**Aim:** Extract each line of the records below and reproduce it word for word, with no changes.

--- Raw records ---

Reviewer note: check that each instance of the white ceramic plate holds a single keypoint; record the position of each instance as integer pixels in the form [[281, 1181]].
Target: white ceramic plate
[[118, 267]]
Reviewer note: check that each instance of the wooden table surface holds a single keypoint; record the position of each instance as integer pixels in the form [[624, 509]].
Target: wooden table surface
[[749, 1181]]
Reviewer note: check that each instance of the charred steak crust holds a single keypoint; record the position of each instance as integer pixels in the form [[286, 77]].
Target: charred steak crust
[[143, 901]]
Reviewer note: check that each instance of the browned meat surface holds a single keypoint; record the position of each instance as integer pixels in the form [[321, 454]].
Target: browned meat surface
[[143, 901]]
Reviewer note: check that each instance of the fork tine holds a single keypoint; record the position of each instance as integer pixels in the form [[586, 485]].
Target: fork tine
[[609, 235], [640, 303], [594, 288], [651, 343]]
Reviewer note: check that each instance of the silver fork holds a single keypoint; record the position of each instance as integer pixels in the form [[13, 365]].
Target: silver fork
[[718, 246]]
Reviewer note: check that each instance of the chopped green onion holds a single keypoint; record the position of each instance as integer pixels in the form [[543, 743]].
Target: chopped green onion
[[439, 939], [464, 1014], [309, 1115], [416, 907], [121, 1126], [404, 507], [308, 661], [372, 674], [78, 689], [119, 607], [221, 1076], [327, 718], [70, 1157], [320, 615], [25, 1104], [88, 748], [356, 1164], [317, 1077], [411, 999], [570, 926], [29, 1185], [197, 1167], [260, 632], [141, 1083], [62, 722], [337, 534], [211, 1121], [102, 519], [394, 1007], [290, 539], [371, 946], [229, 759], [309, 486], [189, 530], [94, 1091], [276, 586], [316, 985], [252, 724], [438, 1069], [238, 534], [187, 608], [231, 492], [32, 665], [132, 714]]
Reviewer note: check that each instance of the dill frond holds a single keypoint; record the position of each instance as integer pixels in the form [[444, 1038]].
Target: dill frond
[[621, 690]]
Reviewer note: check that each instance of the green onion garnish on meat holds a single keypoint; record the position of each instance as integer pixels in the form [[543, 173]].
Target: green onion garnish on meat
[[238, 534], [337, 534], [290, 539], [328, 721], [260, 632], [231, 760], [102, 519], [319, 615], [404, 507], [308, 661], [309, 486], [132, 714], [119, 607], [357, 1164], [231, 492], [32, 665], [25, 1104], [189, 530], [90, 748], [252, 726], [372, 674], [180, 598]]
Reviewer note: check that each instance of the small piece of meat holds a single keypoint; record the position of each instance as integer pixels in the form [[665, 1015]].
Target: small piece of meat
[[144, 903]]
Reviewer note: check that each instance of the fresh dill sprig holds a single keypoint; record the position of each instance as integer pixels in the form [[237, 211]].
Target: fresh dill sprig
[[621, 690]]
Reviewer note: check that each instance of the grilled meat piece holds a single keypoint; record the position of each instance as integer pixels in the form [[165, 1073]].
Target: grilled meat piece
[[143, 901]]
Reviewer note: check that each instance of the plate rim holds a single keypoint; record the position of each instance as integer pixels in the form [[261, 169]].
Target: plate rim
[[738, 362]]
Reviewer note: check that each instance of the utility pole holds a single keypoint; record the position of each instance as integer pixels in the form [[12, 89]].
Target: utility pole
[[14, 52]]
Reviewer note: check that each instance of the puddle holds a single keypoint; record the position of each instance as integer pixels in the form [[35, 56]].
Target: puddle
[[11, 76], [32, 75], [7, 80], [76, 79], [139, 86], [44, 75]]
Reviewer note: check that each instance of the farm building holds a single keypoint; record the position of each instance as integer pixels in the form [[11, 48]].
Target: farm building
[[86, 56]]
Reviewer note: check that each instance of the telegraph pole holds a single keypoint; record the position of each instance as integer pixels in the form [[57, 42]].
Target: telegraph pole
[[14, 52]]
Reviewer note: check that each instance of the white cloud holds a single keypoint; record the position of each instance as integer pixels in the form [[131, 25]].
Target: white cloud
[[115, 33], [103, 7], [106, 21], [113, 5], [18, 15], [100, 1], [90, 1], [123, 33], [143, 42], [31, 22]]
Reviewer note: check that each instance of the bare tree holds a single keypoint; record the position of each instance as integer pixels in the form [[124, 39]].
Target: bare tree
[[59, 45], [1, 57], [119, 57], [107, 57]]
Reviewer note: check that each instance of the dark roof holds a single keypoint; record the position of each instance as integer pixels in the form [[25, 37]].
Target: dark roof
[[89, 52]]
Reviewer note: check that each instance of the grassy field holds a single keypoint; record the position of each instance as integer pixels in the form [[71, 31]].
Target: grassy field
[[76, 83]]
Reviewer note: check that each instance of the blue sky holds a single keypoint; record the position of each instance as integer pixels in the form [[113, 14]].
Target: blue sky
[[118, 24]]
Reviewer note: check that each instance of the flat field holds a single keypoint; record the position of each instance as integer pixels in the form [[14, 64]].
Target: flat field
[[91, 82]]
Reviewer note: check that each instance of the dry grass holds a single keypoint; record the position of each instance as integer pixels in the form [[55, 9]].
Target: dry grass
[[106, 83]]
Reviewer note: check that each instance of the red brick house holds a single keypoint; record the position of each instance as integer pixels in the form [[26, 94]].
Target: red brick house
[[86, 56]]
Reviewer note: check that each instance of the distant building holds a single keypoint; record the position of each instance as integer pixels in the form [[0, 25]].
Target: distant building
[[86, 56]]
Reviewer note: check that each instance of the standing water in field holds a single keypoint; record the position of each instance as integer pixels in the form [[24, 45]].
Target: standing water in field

---

**Complete response:**
Reviewer note: check that each instance of the white ceramic plate holds a single keypoint; record the position of each instance as integer pixels in the form [[281, 1181]].
Target: white ceramic plate
[[118, 267]]
Reviewer note: check that each instance of the wooden table surface holds a single keypoint; record the position of each instance as integer pixels in the form [[624, 509]].
Target: wooden table surface
[[749, 1181]]
Reviewer note: check that each instance of the charred steak crust holds a single keypoint; record the position of each instance as integer pixels in the form [[286, 77]].
Target: charred steak crust
[[143, 901]]
Reviewer note: check that each instance of the browned meat surface holds a single keypoint; record the position of each instance as integer pixels in the form [[321, 454]].
Target: browned meat surface
[[143, 901]]
Reviewer note: check that each instance of the fork tine holds a single keypoint; record the position of each instance as integer pixels in the form [[586, 485]].
Target: fork tine
[[609, 235], [640, 303], [594, 288], [651, 343]]
Reviewer note: check that each instance of the silver fork holds a single keypoint; record the position of each instance as integer pixels in the form [[13, 365]].
Target: silver fork
[[718, 246]]
Reviewer note: check that each instance of the chopped green onion holds a single keypoint; record the position of each instance as integer pixels in the form [[543, 743]].
Target: chopped green onion
[[439, 939], [464, 1014], [309, 1115], [416, 907], [121, 1126], [404, 507], [308, 661], [372, 674], [78, 689], [119, 607], [221, 1076], [327, 718], [70, 1157], [320, 615], [25, 1104], [88, 748], [356, 1164], [317, 1077], [411, 999], [570, 926], [29, 1185], [197, 1167], [260, 632], [141, 1083], [62, 722], [337, 534], [211, 1121], [102, 519], [394, 1007], [290, 539], [371, 946], [229, 759], [309, 486], [189, 530], [94, 1091], [276, 586], [316, 985], [252, 724], [438, 1069], [238, 534], [187, 608], [231, 492], [32, 665], [132, 714]]
Reviewer note: check that each instance of the dill frond holds a single keypoint; record the position of each instance as integer pixels in the form [[444, 1038]].
Target: dill frond
[[621, 690]]
Reviewer note: check that each instance of the green onion garnish on meat holds a single keypoint; record the position of each instance as integer pixels in the form [[543, 173]].
Target: green onion garnish on meat
[[238, 534], [337, 534], [290, 539], [328, 721], [260, 632], [231, 760], [102, 519], [319, 615], [404, 507], [308, 661], [309, 486], [132, 714], [119, 607], [357, 1164], [231, 492], [32, 665], [25, 1104], [189, 530], [90, 748], [252, 726], [372, 674], [180, 598]]
Reviewer note: check that each instance of the small piece of meat holds a single keypoint; record the position of each instance as integer pixels in the form [[665, 1015]].
Target: small piece of meat
[[144, 903]]
Reviewer note: check that each instance of the fresh dill sprig holds a single keypoint; record the position of each instance as integer pixels in the form [[237, 211]].
Target: fresh dill sprig
[[621, 690]]
Reviewer note: check that each instance of the grilled meat piece holds a single keypoint; record the position of each instance as integer pixels in the form [[165, 1073]].
Target: grilled meat piece
[[143, 901]]
Reviewer note: check that each instance of the plate rim holds a single keypoint; record the position of each instance as integer pixels in the form [[261, 169]].
Target: plate rim
[[738, 362]]
Reviewer note: check that each instance of the utility pole holds a single keypoint; record the position of each instance as integer pixels in the form [[12, 89]].
Target: utility pole
[[14, 52]]
Reviewer note: check that each instance of the puddle holds a single keypoint; record the position of each instance as integer pixels in the form [[35, 56]].
Target: puddle
[[11, 76], [32, 75], [7, 80], [76, 79], [139, 86], [44, 75]]
Reviewer note: check that each instance of the farm building holds a single keypoint; record the position of each instance as integer pixels in the form [[11, 48]].
Target: farm building
[[86, 56]]
Reviewer note: check that each instance of the telegraph pole holds a single keypoint; record the position of each instance as integer pixels in the form [[57, 42]].
Target: telegraph pole
[[14, 52]]
Reviewer note: check that each instance of the white cloud holds a single keypoint; record the position of each instance as integer pixels in the form [[131, 25]].
Target: white cloud
[[115, 33], [103, 7], [106, 21], [113, 5], [18, 15], [100, 1], [90, 1], [123, 33], [143, 42], [31, 22]]
Reviewer note: check that each instance of the bare tree holds a single keypoint; record the position of each instance as integer pixels in the form [[124, 39]].
Target: bare tree
[[59, 45], [1, 57], [119, 57], [107, 57]]
Reviewer note: check that each instance of the dark roof holds a single keypoint; record the position of each instance as integer pixels in the form [[25, 37]].
Target: dark roof
[[89, 52]]
Reviewer note: check that each instance of the grassy field holds a single keypoint; record the position of each instance as integer pixels in the form [[71, 31]].
Target: grassy field
[[76, 83]]
Reviewer note: check that each instance of the blue sky holds a single keypoint; record the position of each instance as integer pixels in the form [[113, 14]].
Target: blue sky
[[118, 24]]
Reviewer note: check that each instance of the flat field holds a single keypoint; record the position of each instance as integer pixels in the form [[14, 64]].
Target: flat field
[[91, 82]]
Reviewer note: check that each instance of the dry grass holds a single keypoint; record the position of each instance as integer pixels in the form [[55, 9]].
Target: dry grass
[[106, 83]]
Reviewer note: check that each instance of the red brick house holds a single keypoint; record the position of each instance as integer pixels in the form [[26, 94]].
Target: red brick house
[[86, 56]]
Reviewer note: check that each instance of the distant building holds a single keypoint; record the position of each instance as integer pixels in the form [[0, 25]].
Target: distant building
[[86, 56]]
Reviewer note: check that each instance of the standing water in field holds a single keypoint; record the position of each instance as integer pixels in the form [[24, 45]].
Target: standing water in field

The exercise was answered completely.